- Your assignment
Copy the review from "Word gets around" to "an odd request.", substituting "guitar" for "piano".
[[ Excerpt open ]]
Meet Sean Stranahan. Boston born. During and after college did some nominal work as a PI for a relative’s law firm. Got married, no kids. All that aside, his two true loves were painting water colors and fly fishing. When his marriage fell apart, he packed his bags and headed west finally settling in the Madison Valley of Montana. Home to some of the best trout fishing in the US as well as a sort of artist colony for practitioners of Western art. Sean’s front door in the Bridger Mountain Cultural Center lists ‘Blue Ribbon Water Colors (& Private Investigations).’
His new found friend is Rainbow Sam, a local fishing guide and all around colorful character, not to mention somewhat of an expert on something called whirling trout disease - killed much of the local trout population, but the numbers of fish are slowly returning. Sam’s current client has been hooking some good fish, but when he hooks a corpse, life in the Madison Valley changes abruptly.
Word gets around quickly, to put it mildly. Sam and Sean are having some beers and bar food at the local hotel’s pub, listening to a visiting woman playing standards on the piano. Shouldn’t be hard to guess who shows up to Sean’s studio/office/apt the next day. She goes by Velvet Lafayette, but her real name is Vareda (an interesting way to spell ‘femme fatal’) and she’s from Louisiana with an odd request.
[[ Excerpt closed ]]
[[ Source data open ]]
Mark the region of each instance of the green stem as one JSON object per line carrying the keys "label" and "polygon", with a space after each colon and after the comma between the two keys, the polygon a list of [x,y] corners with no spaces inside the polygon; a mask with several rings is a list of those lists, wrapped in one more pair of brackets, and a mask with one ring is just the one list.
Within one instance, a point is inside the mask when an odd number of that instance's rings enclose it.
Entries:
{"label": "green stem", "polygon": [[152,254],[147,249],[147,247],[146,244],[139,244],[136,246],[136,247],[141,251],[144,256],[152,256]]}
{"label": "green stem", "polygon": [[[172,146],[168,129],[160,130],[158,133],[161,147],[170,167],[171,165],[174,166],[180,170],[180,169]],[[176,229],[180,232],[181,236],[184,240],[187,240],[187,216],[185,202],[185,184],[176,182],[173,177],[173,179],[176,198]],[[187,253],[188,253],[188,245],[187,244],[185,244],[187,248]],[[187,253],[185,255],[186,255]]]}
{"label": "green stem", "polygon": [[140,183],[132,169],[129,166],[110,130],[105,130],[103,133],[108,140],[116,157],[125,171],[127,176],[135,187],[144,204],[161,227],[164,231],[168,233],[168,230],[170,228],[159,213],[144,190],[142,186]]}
[[ Source data closed ]]
- Final answer
Word gets around quickly, to put it mildly. Sam and Sean are having some beers and bar food at the local hotel’s pub, listening to a visiting woman playing standards on the guitar. Shouldn’t be hard to guess who shows up to Sean’s studio/office/apt the next day. She goes by Velvet Lafayette, but her real name is Vareda (an interesting way to spell ‘femme fatal’) and she’s from Louisiana with an odd request.